* Source text:
╔══

General info

RobotKitLib is our replacement for wpilib-robotpy for the Freenove Raspberry Pi Robot Kit, with compaitability (with minimal modifications) for frc robotpy code.

The Freenove 4WD Raspberry Pi - based robot kit looks like a promising platform for software training. This kits costs about $70, but requires a number of other components to be fully functional.

• $35 Raspberry Pi 3B+
• $10 32G SD-Card
• $12 4 x 3.7V Lithium Ion Cells
• $10 LI battery charger

Important files:

• robot.py - robot-specific implementation of the typical FRC robot functions (resident on Pi)
• run.py - the frc-like robot runtime that calls the entry points in robot.py (resident on Pi)
• robot_setup.py - infrastructure for receiving new code and reseting run instance. This is what runs on boot (resident on Pi)
• /pikitlib/* - our replacement files for (but look-alike) for wpilib functions that are robot specific. (resident on Pi and laptop)
• driverstation.py - resident on the laptop. Reads controls, maybe displays dashboard, enables/disables and sends control/commands to the robot.
• <>.py - other files needs to be integrated into the library. (should not really be visible at the top layer, but they are there now for expediency)
• deploy.py - sends new code to the robot

NOTE: Using this code requires Python 3.9

Setup

Note for Windows users - In order to deploy code, you will need to install a bash terminal such as Git Bash (https://git-scm.com/downloads, make sure to select download for Windows) and run the file from there.

Setup:

Clone the repo both on your local machine and the robot's raspberry pi. Install requirements.txt with pip on both your local machine and on the robot On the raspberry pi, enable SSH and GPIO On the raspberry pi, run setup_autorunner.sh to allow the robot to run on boot

Usage:

Driverstation: The driverstation is run with python driverstation.py IP_ADDRESS with the IP being the IP of the robot (found with hostname -I)

Deploying code: Simply run python deploy.py IP_ADDRESS with the IP again being the IP of the robot

On the robot:

Running the code: Run python robot_setup.py (in future versions this will start on boot)

╚══

* Task set:
**A.** Can you retype the part of the RobotKitLib page that begins at the words "General info" and stops after "functions (resident on Pi)"?
**B.** Answer these questions from the RobotKitLib page:
(i) About how much does the Freenove robot kit itself cost?
(ii) Which version of Python does using this code require?
(iii) What command finds the robot's IP address?
**C.** Can you carry on the RobotKitLib page, picking up after its last line?

* Extracted entries:
╔══

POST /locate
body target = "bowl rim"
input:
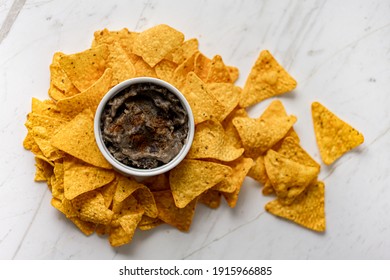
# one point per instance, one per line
(137, 172)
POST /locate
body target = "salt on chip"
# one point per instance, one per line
(77, 139)
(266, 79)
(210, 198)
(124, 37)
(155, 43)
(91, 207)
(308, 210)
(210, 142)
(186, 50)
(193, 177)
(203, 104)
(85, 68)
(334, 136)
(218, 72)
(288, 178)
(80, 177)
(181, 218)
(122, 67)
(235, 180)
(227, 94)
(259, 135)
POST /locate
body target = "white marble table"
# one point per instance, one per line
(339, 52)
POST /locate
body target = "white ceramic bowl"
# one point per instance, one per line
(137, 172)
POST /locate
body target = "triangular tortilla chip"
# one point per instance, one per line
(77, 139)
(210, 142)
(266, 79)
(90, 98)
(288, 178)
(80, 177)
(193, 177)
(218, 72)
(231, 186)
(181, 218)
(308, 209)
(334, 136)
(259, 135)
(85, 68)
(155, 43)
(203, 104)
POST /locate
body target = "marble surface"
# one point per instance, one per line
(339, 52)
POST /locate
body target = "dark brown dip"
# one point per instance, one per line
(144, 126)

╚══

* Answers to the exercises:
**A.**
General info

RobotKitLib is our replacement for wpilib-robotpy for the Freenove Raspberry Pi Robot Kit, with compaitability (with minimal modifications) for frc robotpy code.

The Freenove 4WD Raspberry Pi - based robot kit looks like a promising platform for software training. This kits costs about $70, but requires a number of other components to be fully functional.

• $35 Raspberry Pi 3B+
• $10 32G SD-Card
• $12 4 x 3.7V Lithium Ion Cells
• $10 LI battery charger

Important files:

• robot.py - robot-specific implementation of the typical FRC robot functions (resident on Pi)

**B.**
(i) About $70.
(ii) Python 3.9.
(iii) hostname -I

**C.**
Further info and rationale

I think it can also serve as a platform for design/mechanical and electrical to do some nice custom projects.

One limitation that we discovered right away is the software architecture seems very limiting for what we want to do with robot programming. But, fortunately, everything is written in python, so fixing it up is certainly an option.

So we have kicked off a software project to make it programmable using the same robot.py kind of architecture that we are accustomed to. This requires:

• A driverstation application - at a minimum, this supports changing robot modes and driving or operating the robot using an XboxController.
• A driver dashboard that can display information about the robot state (this could be Shuffleboard)
• A replacement for the wpilib components that we all know and love.
  • XboxController object - receives the joystick state via NetworkTables from the driverstation and makes "button-pressed" and axis controller values visible using the same wpilib interface.
  • Motor controller objects, Speed Controller, and Drivetrains.
  • New sensor components and on-robot treats that will need object interfaces.

The task of creating this environment should be excellent training for returning students, and should help them understand a little what has maybe been "magic" before.